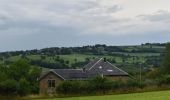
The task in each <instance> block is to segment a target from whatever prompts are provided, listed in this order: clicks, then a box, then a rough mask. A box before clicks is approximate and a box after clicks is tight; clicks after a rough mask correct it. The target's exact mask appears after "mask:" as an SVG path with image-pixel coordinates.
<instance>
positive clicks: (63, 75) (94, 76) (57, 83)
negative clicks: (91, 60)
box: [39, 58, 129, 93]
mask: <svg viewBox="0 0 170 100" xmlns="http://www.w3.org/2000/svg"><path fill="white" fill-rule="evenodd" d="M96 76H101V77H107V78H110V79H112V80H126V79H128V76H129V75H128V73H127V72H125V71H123V70H121V69H119V68H117V67H116V66H115V65H113V64H111V63H110V62H108V61H106V60H105V59H103V58H97V59H95V60H94V61H91V62H89V63H88V64H87V65H85V66H84V67H83V68H82V69H53V70H50V71H48V72H47V73H46V74H44V75H42V76H41V77H40V79H39V82H40V93H55V89H56V86H57V85H58V84H59V83H60V82H62V81H65V80H87V79H89V78H91V77H96Z"/></svg>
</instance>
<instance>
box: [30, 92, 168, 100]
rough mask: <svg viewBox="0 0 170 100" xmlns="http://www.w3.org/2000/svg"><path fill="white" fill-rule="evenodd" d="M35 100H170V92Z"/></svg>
mask: <svg viewBox="0 0 170 100" xmlns="http://www.w3.org/2000/svg"><path fill="white" fill-rule="evenodd" d="M33 100H170V91H159V92H145V93H133V94H121V95H106V96H85V97H70V98H53V99H33Z"/></svg>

-*-

TASK TO CARRY OUT: Copy every line from the one containing "</instance>" up to and including the last line of the rows, unchanged.

ANSWER BOX:
</instance>
<instance>
box: [30, 92, 168, 100]
rough mask: <svg viewBox="0 0 170 100" xmlns="http://www.w3.org/2000/svg"><path fill="white" fill-rule="evenodd" d="M35 100H170V92Z"/></svg>
mask: <svg viewBox="0 0 170 100" xmlns="http://www.w3.org/2000/svg"><path fill="white" fill-rule="evenodd" d="M33 100H170V91H159V92H145V93H133V94H121V95H106V96H85V97H70V98H53V99H33Z"/></svg>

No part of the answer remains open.